» **The problem**: Reproduce exactly, and exclusively, the lines from the line containing "positive clicks: (128, 205)" through the final line of the listing below.

::::

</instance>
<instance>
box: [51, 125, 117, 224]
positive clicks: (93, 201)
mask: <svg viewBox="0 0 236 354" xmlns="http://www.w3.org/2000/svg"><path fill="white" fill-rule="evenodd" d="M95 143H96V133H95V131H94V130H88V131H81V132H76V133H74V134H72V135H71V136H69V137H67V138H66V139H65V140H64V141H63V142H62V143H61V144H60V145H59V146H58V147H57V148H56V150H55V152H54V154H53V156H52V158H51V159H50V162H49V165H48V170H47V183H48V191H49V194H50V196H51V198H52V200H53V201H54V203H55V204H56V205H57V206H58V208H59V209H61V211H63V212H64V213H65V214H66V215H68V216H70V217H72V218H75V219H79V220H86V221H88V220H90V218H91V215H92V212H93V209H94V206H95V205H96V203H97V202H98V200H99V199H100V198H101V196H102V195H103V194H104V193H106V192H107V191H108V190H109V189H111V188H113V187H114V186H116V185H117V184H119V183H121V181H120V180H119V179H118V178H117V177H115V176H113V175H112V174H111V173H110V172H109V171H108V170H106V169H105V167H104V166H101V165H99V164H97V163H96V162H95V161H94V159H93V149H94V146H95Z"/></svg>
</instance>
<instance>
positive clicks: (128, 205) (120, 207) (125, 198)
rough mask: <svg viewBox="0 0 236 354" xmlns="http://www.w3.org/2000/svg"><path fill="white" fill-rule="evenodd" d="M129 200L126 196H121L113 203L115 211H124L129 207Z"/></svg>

::::

» **Output**:
positive clicks: (128, 205) (120, 207) (125, 198)
rough mask: <svg viewBox="0 0 236 354" xmlns="http://www.w3.org/2000/svg"><path fill="white" fill-rule="evenodd" d="M129 200L126 196H121L113 203L115 211H124L129 207Z"/></svg>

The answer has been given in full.